Can you convert the part that opens with the line containing "Pest-scouting request: point out the white n95" and closes with the line containing "(1080, 759)" into a two-column CSV with columns label_text and points, one line for each row, putting its text and its answer each in a single quoted field with line breaks replaced by spaces?

§ **Provided entries**

--- Start ---

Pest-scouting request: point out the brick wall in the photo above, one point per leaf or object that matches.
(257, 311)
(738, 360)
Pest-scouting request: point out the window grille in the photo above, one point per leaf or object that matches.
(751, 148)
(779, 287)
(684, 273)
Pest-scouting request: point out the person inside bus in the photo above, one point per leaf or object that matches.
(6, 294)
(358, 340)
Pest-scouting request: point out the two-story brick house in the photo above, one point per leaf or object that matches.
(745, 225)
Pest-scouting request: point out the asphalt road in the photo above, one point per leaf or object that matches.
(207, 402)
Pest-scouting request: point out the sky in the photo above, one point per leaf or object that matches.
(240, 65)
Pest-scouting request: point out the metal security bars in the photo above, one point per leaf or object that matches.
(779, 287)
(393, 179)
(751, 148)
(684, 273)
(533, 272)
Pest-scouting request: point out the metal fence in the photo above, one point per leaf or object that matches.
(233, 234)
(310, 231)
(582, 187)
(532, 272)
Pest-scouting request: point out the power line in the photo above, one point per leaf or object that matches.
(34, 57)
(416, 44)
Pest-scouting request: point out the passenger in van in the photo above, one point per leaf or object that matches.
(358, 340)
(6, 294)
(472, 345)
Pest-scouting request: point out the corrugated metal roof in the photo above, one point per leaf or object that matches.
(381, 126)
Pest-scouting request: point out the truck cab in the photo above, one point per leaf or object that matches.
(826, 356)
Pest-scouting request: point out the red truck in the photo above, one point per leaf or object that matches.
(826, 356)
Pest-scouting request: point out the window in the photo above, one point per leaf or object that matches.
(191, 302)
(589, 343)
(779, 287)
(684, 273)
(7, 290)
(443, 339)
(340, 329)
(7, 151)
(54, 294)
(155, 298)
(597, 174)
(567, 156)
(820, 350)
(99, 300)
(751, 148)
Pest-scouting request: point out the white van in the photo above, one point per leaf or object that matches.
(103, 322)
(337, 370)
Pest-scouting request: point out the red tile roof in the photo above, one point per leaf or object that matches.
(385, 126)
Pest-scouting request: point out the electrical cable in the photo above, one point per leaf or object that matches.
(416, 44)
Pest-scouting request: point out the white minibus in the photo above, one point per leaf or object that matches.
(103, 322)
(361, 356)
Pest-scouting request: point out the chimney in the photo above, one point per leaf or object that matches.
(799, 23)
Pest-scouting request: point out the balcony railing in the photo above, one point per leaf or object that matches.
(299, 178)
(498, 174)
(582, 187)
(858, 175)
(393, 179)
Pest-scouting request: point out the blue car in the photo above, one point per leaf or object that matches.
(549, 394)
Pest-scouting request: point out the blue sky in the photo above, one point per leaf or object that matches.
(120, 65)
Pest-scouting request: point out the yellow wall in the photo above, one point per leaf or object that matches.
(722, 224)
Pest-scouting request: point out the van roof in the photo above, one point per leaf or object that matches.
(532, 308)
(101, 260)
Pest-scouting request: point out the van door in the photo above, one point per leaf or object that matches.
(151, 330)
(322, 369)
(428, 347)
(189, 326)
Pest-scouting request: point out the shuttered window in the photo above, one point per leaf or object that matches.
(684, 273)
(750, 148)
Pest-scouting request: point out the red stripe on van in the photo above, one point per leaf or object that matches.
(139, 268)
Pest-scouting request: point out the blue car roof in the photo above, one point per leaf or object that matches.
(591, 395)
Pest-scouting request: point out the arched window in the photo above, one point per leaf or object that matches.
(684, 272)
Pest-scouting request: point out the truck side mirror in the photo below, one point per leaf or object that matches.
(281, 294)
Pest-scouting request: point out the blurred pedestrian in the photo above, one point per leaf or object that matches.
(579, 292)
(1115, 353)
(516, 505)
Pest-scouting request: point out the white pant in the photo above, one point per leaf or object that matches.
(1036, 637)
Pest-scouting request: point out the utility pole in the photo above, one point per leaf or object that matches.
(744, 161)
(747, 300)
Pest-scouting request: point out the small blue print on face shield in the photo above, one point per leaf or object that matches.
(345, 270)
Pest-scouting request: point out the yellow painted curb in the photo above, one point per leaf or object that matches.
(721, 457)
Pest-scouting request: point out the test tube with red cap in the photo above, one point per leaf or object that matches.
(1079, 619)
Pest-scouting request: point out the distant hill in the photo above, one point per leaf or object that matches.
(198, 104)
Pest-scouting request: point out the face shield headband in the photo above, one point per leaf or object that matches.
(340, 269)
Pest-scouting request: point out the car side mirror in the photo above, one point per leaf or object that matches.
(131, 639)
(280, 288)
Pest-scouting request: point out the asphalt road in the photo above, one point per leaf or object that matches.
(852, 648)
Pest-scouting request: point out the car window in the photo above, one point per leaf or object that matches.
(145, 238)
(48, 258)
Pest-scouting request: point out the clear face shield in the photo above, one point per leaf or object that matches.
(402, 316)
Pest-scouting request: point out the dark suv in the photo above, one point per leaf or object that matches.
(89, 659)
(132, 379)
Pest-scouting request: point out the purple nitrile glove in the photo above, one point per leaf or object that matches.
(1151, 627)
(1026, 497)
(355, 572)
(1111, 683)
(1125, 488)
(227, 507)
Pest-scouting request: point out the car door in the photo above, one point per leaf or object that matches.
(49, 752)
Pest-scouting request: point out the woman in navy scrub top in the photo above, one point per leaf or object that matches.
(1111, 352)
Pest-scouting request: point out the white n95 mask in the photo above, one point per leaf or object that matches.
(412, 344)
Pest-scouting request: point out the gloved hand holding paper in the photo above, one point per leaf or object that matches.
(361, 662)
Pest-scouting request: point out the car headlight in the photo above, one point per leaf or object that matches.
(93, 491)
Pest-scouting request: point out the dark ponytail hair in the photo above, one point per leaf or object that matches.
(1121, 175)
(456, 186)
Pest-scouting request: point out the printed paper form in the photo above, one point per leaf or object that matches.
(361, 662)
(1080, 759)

--- End ---
--- Start ---

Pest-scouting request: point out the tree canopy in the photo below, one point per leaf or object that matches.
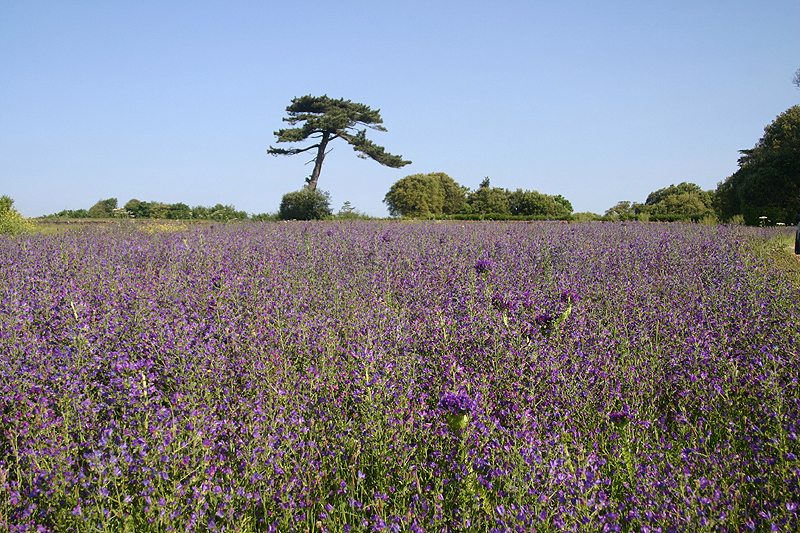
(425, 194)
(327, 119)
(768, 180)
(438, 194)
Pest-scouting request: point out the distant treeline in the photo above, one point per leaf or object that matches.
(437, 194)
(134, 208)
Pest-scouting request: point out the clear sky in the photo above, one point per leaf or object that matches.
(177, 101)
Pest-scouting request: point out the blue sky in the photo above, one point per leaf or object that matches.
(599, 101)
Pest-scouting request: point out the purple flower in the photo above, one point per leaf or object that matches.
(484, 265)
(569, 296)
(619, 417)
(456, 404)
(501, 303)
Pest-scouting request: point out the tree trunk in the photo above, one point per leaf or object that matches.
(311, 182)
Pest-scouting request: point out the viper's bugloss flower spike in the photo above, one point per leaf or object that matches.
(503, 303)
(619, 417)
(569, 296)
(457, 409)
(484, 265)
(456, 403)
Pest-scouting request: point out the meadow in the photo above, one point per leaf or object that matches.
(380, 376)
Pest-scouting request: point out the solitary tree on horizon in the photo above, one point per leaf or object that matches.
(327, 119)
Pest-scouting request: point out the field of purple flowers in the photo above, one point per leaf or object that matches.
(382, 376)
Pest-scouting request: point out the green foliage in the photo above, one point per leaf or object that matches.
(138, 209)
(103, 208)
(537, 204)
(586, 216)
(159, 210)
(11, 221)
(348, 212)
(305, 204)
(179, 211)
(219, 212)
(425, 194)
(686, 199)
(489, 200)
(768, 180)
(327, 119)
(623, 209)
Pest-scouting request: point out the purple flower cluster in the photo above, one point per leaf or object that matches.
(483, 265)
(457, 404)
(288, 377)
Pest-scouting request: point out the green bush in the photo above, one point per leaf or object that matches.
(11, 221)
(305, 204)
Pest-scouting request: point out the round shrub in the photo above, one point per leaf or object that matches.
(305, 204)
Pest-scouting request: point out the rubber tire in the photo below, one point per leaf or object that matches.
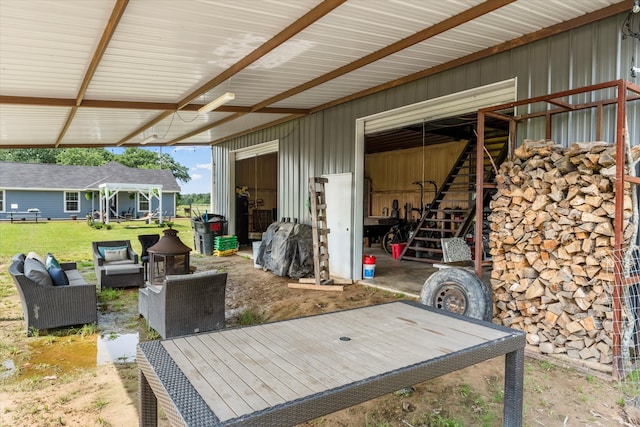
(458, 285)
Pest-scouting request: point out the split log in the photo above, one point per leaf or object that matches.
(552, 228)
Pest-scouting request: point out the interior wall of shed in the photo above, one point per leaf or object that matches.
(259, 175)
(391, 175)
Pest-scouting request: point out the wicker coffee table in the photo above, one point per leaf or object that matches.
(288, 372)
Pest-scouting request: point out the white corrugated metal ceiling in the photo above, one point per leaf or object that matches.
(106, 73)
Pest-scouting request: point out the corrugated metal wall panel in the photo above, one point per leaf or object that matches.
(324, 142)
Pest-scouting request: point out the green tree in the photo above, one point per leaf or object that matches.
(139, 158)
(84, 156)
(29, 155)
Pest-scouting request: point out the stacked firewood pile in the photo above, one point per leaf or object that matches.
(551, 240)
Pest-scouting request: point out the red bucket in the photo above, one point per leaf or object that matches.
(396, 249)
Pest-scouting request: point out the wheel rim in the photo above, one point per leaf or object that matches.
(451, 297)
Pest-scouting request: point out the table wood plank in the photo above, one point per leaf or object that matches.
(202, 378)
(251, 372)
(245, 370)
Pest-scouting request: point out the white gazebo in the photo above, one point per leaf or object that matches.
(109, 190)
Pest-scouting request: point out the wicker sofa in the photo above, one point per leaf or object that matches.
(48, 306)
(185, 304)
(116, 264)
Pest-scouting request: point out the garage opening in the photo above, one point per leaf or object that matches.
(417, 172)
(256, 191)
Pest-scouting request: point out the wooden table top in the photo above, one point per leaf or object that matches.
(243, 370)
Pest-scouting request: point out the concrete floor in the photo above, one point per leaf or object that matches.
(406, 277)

--- End ---

§ **Complete output**
label_text,points
"Pest-scouting request: point out the white n95 mask in the photo above, one point per leaf or object that matches.","(412, 344)"
"Pest-scouting request: point out the gloved hand holding paper in the photo above, one point per leaf or object that matches.","(361, 662)"
"Pest-scouting request: point out the car headlight in the photo above, one point per leaf or object that matches.","(93, 491)"
"Pest-scouting request: point out the dark ponytail hair in the photo above, one point per leaf or object that matches.","(1121, 175) (456, 186)"
"Pest-scouting request: point out the printed paper form in the photo above, one point per leaf or object that matches.","(361, 662) (1080, 759)"